The search to find meaning in our lives leads us to fantastical tales: stories of heroes battling evil appear again and again in the literary fabric of the world, and it is precisely because of the depth and intensity of their experiences, that we are able to carve out a sense of significance in our own existence.
It’s the allure of reading books – and one that author Cassandra Clare expertly cultivates.
Having spent over a decade creating a world of the fantastic, a film and Netflix adaptation under her belt and droves of fans across the world, to call Cassie a ‘powerhouse’ would be a gross understatement. Her books deal with that quintessentially awkward transitional teenage era, and encompass treaties on morality, the human condition and what it means to be a hero against a backdrop of a deeply dangerous world inhabited by demons, angels and warlocks – and the young Shadowhunters who do battle with them.

**SUPPLIED MATERIAL**

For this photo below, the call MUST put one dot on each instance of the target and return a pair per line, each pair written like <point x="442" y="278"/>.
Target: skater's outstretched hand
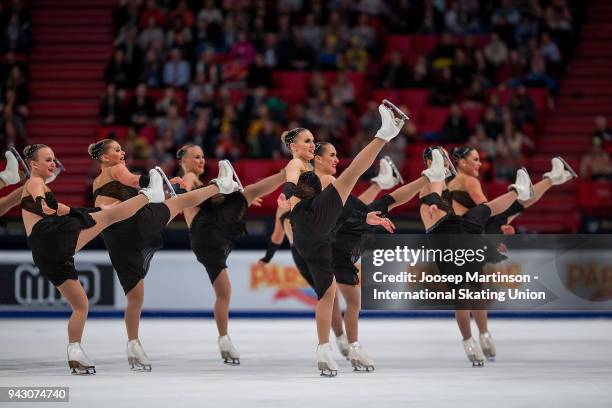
<point x="374" y="218"/>
<point x="257" y="202"/>
<point x="46" y="209"/>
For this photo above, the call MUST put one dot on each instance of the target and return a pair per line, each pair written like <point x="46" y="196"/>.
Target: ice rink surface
<point x="419" y="363"/>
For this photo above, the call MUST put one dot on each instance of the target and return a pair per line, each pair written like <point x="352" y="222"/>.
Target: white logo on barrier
<point x="32" y="289"/>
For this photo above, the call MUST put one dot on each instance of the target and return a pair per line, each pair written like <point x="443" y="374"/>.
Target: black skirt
<point x="132" y="243"/>
<point x="53" y="242"/>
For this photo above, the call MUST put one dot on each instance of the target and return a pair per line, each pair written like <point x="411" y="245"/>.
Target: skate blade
<point x="166" y="181"/>
<point x="325" y="370"/>
<point x="77" y="368"/>
<point x="228" y="359"/>
<point x="135" y="365"/>
<point x="531" y="190"/>
<point x="396" y="172"/>
<point x="568" y="167"/>
<point x="476" y="362"/>
<point x="235" y="176"/>
<point x="396" y="111"/>
<point x="361" y="367"/>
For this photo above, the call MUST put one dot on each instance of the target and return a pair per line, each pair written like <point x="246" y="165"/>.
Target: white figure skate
<point x="325" y="361"/>
<point x="229" y="354"/>
<point x="137" y="358"/>
<point x="78" y="361"/>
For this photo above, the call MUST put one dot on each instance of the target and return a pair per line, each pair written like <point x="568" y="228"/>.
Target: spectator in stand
<point x="257" y="33"/>
<point x="179" y="36"/>
<point x="444" y="91"/>
<point x="117" y="71"/>
<point x="16" y="35"/>
<point x="355" y="57"/>
<point x="312" y="32"/>
<point x="508" y="12"/>
<point x="163" y="105"/>
<point x="329" y="58"/>
<point x="182" y="10"/>
<point x="141" y="107"/>
<point x="242" y="49"/>
<point x="481" y="142"/>
<point x="452" y="18"/>
<point x="476" y="94"/>
<point x="513" y="70"/>
<point x="455" y="128"/>
<point x="152" y="71"/>
<point x="396" y="73"/>
<point x="526" y="31"/>
<point x="496" y="51"/>
<point x="112" y="111"/>
<point x="12" y="119"/>
<point x="602" y="130"/>
<point x="208" y="65"/>
<point x="175" y="122"/>
<point x="364" y="31"/>
<point x="443" y="54"/>
<point x="596" y="164"/>
<point x="429" y="24"/>
<point x="151" y="34"/>
<point x="549" y="50"/>
<point x="210" y="13"/>
<point x="177" y="71"/>
<point x="344" y="90"/>
<point x="136" y="146"/>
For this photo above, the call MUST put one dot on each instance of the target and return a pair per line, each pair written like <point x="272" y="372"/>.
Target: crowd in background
<point x="200" y="53"/>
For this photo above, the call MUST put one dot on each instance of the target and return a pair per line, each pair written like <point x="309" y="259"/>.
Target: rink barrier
<point x="199" y="314"/>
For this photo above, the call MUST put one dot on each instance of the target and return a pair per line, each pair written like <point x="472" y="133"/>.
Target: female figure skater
<point x="315" y="211"/>
<point x="355" y="220"/>
<point x="439" y="218"/>
<point x="56" y="232"/>
<point x="386" y="178"/>
<point x="214" y="226"/>
<point x="131" y="244"/>
<point x="466" y="193"/>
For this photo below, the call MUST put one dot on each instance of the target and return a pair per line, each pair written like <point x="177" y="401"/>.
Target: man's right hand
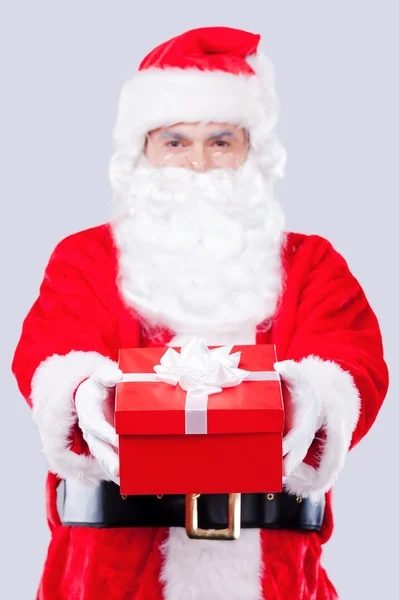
<point x="94" y="402"/>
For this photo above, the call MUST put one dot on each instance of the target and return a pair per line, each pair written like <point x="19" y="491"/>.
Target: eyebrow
<point x="170" y="134"/>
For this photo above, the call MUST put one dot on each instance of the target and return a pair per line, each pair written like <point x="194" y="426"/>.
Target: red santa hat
<point x="206" y="74"/>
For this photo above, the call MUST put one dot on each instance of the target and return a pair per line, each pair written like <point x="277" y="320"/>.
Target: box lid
<point x="156" y="408"/>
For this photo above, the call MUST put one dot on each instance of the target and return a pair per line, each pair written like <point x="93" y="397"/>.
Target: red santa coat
<point x="80" y="320"/>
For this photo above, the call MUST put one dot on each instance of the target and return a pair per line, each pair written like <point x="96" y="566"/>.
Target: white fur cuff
<point x="53" y="385"/>
<point x="341" y="404"/>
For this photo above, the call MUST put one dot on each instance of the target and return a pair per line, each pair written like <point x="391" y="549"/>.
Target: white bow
<point x="198" y="369"/>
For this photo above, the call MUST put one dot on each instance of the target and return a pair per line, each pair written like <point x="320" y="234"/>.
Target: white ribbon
<point x="200" y="372"/>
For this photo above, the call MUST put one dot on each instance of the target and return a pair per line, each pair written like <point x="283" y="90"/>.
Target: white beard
<point x="200" y="252"/>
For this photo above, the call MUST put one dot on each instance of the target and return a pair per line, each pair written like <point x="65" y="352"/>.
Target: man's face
<point x="197" y="146"/>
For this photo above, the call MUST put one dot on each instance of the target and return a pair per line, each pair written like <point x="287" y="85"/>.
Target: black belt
<point x="103" y="506"/>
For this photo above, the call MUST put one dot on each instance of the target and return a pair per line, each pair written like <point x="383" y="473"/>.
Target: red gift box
<point x="241" y="450"/>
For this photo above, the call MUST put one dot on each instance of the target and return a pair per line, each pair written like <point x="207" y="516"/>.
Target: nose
<point x="197" y="158"/>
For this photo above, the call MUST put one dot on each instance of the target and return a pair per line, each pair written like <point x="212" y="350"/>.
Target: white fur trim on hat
<point x="341" y="403"/>
<point x="161" y="97"/>
<point x="53" y="385"/>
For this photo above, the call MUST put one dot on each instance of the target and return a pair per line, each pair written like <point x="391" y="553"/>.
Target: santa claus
<point x="197" y="246"/>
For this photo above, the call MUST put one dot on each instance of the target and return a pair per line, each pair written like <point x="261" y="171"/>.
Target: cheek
<point x="155" y="154"/>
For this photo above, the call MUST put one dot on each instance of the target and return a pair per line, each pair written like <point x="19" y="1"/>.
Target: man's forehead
<point x="179" y="135"/>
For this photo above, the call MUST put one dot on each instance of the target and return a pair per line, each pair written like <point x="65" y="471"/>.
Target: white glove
<point x="306" y="416"/>
<point x="94" y="402"/>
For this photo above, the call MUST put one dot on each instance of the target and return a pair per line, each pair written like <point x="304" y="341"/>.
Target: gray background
<point x="336" y="63"/>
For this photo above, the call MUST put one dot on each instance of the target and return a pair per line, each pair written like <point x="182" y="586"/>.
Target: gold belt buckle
<point x="234" y="520"/>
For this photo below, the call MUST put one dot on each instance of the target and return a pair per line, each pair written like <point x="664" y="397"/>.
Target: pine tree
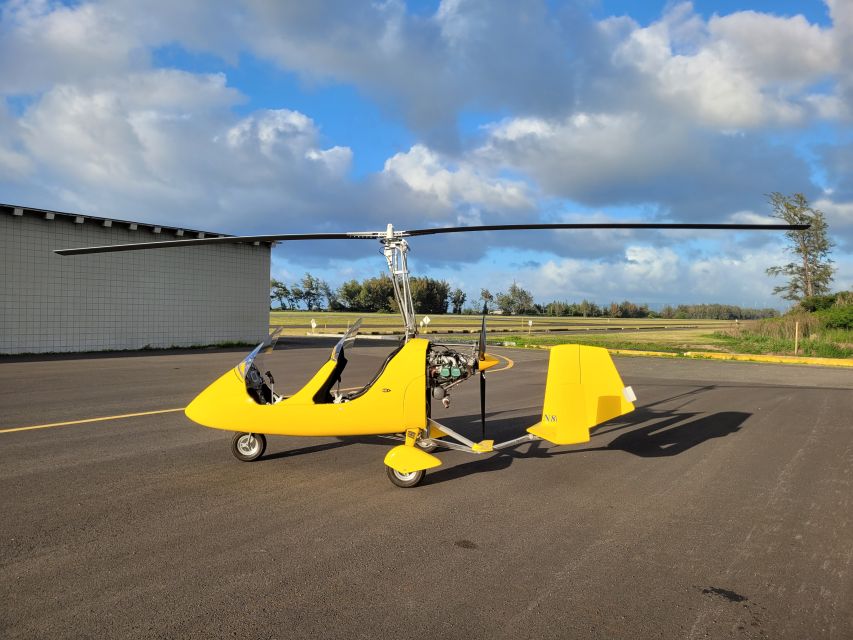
<point x="811" y="273"/>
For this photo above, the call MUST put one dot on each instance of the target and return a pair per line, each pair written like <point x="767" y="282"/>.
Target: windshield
<point x="266" y="346"/>
<point x="347" y="340"/>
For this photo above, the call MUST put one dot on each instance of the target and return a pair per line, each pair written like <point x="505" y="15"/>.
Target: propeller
<point x="481" y="353"/>
<point x="390" y="234"/>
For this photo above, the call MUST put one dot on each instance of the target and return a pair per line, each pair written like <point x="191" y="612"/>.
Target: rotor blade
<point x="192" y="242"/>
<point x="483" y="405"/>
<point x="609" y="225"/>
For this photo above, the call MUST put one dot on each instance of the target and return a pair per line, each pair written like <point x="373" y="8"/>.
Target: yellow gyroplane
<point x="583" y="388"/>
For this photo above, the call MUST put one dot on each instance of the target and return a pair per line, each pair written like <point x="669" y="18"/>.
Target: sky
<point x="262" y="116"/>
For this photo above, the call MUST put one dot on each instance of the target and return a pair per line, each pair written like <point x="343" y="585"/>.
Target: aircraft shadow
<point x="669" y="434"/>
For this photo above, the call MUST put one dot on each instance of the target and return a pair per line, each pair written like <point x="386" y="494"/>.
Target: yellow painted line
<point x="87" y="420"/>
<point x="825" y="362"/>
<point x="651" y="354"/>
<point x="509" y="364"/>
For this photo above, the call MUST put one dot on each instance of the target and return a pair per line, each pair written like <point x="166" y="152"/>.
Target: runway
<point x="720" y="508"/>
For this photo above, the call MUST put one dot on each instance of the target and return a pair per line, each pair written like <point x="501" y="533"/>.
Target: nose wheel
<point x="248" y="446"/>
<point x="405" y="480"/>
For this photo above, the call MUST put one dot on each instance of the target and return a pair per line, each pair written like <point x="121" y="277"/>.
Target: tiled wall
<point x="130" y="300"/>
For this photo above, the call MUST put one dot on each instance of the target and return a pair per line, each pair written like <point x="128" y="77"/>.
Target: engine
<point x="447" y="367"/>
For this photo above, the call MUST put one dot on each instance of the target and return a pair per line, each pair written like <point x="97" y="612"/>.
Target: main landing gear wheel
<point x="405" y="480"/>
<point x="248" y="446"/>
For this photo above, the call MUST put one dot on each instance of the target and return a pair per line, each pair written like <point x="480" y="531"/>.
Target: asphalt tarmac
<point x="721" y="508"/>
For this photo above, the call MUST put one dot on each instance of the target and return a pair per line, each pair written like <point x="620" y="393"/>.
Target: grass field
<point x="299" y="322"/>
<point x="641" y="334"/>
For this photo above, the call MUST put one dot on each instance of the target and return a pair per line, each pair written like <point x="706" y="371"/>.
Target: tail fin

**TASK REQUIREMENTS**
#1 Count the lines of the listing that contain the string "santa", and give only that number.
#2 Write the next part of the Cassandra Clare passage, picking up after its final sentence.
The Cassandra Clare passage and the listing are unrelated to each other.

**OUTPUTS IN ORDER**
#1 3

#2
Her latest book, Lord of Shadows deals with the insurgence of an extremist branch in the government. Sound familiar? She certainly thinks so. “As we went through our whole US election, they definitely coalesced as a more fascist, more nationalistic [chuckles] more xenophobic group and so it was really interesting, having all that planned,” she tells me in an exclusive interview, “It felt like I was reflecting things that were going on at the time I was writing.”
Cassie is no stranger to potentially hostile governments. Having been born in Iran, the political landscape was tenuous, to say the least. “My dad was part of a western program of business at the university of Tehran, and my parents were very happy there but they did wind up leaving because things were looking a little – can I say dodgy? [laughs]. They were very passionate travellers so we spent a large portion of my childhood travelling – to India, Nepal, Europe.”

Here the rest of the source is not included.